<<<<

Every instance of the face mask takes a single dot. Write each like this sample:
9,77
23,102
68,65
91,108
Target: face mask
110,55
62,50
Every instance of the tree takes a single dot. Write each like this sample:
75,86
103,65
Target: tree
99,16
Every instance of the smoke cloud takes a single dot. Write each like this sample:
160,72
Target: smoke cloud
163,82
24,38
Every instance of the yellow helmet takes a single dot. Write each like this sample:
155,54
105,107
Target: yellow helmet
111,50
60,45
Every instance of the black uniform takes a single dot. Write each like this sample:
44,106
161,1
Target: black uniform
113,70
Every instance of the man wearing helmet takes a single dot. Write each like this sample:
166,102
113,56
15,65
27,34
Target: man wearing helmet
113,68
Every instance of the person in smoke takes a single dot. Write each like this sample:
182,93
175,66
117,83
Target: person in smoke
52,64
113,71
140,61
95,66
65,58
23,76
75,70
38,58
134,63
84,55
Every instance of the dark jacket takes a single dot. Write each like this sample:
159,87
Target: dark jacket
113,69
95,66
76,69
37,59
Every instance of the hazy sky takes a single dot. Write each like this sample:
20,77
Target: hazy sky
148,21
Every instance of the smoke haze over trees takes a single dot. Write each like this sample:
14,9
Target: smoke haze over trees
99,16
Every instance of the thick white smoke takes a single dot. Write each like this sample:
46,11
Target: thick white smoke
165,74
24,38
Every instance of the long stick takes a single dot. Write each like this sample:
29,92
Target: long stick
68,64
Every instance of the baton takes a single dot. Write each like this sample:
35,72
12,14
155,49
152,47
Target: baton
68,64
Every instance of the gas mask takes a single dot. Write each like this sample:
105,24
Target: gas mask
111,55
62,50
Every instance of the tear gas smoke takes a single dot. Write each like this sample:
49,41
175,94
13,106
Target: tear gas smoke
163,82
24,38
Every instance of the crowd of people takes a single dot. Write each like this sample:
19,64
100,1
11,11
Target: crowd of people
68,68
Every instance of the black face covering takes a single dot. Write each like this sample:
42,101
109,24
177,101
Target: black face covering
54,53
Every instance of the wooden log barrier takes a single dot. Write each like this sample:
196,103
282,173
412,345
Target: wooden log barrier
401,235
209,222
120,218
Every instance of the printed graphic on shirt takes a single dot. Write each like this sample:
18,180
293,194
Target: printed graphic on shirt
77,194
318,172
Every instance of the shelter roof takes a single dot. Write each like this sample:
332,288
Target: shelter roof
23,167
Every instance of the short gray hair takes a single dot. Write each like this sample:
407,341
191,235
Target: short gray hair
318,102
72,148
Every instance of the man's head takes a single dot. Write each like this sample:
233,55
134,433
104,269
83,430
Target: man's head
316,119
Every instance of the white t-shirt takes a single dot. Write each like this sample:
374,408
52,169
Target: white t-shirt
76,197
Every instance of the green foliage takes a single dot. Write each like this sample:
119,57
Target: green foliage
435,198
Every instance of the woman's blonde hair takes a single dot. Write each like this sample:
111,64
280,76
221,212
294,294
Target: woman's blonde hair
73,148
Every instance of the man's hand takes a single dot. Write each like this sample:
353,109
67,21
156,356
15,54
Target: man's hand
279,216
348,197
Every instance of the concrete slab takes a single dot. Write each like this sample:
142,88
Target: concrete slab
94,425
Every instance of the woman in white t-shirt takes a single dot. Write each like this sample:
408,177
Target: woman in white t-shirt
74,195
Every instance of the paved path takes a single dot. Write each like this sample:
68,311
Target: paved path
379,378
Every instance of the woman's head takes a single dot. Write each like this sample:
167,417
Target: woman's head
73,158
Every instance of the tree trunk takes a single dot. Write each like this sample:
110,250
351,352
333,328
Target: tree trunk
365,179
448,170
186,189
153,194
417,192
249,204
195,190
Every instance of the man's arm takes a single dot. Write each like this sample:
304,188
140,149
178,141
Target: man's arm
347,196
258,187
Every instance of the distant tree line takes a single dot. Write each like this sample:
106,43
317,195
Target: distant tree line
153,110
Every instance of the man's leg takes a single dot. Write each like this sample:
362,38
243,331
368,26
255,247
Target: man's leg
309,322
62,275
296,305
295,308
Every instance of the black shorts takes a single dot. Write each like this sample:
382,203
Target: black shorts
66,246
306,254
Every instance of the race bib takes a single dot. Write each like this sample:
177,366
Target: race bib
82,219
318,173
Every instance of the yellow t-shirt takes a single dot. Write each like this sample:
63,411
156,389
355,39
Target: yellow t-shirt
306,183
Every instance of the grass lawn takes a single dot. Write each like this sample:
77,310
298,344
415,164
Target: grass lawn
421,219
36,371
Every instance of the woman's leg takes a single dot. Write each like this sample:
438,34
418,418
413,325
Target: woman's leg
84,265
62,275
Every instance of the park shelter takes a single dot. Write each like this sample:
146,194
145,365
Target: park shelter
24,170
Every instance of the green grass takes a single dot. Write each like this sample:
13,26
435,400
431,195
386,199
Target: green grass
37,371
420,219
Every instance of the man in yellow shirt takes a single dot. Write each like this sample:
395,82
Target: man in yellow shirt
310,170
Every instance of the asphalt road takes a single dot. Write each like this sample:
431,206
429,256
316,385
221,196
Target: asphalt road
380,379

>>>>
<<<<

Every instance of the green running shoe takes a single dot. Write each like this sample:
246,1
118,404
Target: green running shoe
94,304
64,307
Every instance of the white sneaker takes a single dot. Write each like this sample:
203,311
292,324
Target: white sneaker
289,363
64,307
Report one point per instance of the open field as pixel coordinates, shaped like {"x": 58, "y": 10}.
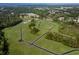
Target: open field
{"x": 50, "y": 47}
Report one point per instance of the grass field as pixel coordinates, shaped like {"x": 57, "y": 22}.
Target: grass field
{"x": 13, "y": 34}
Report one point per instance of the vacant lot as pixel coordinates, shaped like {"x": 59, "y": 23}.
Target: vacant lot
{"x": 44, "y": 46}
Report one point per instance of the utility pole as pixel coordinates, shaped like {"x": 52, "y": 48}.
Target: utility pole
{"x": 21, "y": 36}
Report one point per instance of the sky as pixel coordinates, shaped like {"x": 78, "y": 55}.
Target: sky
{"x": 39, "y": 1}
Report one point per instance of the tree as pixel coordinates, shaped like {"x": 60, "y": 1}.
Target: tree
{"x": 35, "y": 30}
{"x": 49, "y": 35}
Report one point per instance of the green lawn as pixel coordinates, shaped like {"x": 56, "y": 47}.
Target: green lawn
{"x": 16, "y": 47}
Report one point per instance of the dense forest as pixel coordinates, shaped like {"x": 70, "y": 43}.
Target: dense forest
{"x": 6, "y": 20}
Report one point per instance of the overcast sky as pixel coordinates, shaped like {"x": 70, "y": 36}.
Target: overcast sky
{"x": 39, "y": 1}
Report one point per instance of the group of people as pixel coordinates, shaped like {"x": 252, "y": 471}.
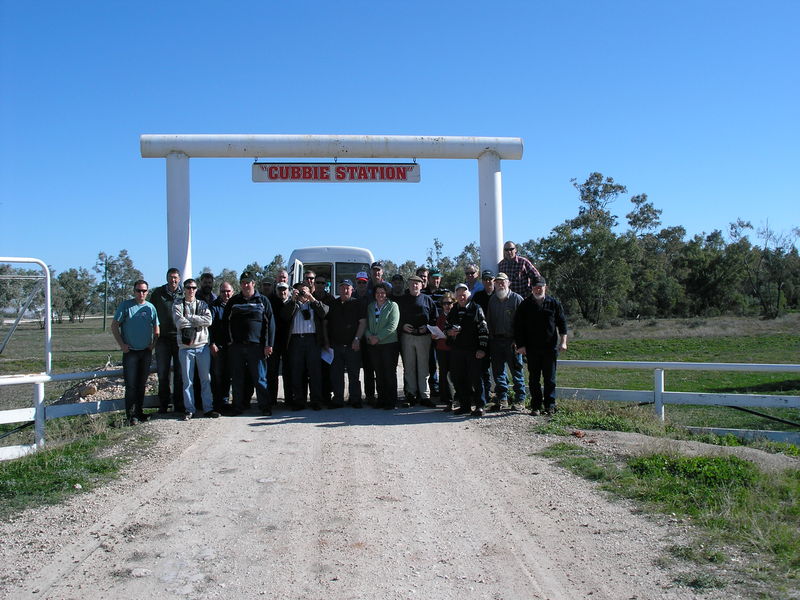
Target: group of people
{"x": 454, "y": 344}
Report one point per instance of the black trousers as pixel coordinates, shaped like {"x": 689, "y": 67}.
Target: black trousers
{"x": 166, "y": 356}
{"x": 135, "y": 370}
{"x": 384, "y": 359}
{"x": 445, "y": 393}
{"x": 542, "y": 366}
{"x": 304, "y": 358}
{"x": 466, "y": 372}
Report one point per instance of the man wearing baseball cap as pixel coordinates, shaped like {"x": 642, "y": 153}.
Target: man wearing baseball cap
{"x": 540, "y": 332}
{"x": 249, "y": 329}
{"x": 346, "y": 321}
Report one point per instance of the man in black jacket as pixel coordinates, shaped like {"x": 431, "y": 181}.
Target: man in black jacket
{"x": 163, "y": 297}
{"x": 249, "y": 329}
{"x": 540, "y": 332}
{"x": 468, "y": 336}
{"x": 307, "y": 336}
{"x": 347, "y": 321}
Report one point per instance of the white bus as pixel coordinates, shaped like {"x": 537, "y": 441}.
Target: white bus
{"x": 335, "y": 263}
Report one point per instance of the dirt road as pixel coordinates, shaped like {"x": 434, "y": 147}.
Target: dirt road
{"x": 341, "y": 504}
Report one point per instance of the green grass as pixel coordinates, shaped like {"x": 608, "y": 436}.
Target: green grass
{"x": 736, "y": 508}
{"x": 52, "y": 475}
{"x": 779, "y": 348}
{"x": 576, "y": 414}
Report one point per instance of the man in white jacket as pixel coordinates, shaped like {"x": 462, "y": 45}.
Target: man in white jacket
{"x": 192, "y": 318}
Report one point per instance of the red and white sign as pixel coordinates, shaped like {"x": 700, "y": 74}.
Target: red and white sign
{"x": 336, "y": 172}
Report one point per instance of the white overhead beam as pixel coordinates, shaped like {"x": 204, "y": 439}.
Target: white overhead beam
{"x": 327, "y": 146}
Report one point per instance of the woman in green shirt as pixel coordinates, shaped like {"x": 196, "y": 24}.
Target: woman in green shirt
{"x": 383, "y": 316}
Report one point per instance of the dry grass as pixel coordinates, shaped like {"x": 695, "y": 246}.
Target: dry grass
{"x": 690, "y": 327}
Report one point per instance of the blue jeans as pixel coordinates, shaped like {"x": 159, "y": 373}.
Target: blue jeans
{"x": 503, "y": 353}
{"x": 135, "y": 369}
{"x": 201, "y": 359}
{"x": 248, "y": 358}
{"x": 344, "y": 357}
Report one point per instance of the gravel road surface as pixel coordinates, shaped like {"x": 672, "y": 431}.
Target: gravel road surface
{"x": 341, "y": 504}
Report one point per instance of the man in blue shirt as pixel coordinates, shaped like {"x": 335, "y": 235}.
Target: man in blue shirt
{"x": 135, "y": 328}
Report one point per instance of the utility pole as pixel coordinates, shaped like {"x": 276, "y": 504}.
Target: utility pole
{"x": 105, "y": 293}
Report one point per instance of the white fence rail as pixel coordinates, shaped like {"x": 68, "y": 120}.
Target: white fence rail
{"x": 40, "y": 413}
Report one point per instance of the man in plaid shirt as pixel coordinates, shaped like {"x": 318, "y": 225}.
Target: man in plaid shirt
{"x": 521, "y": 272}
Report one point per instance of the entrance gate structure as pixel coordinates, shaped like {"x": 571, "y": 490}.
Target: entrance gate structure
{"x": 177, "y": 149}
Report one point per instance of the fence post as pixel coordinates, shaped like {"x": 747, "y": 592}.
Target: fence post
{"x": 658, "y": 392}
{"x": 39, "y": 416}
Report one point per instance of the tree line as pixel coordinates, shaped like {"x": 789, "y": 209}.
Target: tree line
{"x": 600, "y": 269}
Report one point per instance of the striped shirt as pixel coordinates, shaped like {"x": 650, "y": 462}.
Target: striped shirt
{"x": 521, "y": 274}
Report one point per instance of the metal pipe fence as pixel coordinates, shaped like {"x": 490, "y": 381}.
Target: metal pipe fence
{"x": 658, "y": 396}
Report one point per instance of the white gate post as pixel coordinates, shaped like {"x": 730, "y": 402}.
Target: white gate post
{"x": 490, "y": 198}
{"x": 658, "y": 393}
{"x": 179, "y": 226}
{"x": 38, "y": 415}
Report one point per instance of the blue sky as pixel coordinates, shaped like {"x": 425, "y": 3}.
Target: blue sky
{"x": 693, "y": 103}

>>>>

## [Task details]
From the records above, pull out every line that contains the word "running" and copy each one unchanged.

## [Problem solution]
Every instance of the green running shoe takes a single dot. Write each like this sample:
Target: green running shoe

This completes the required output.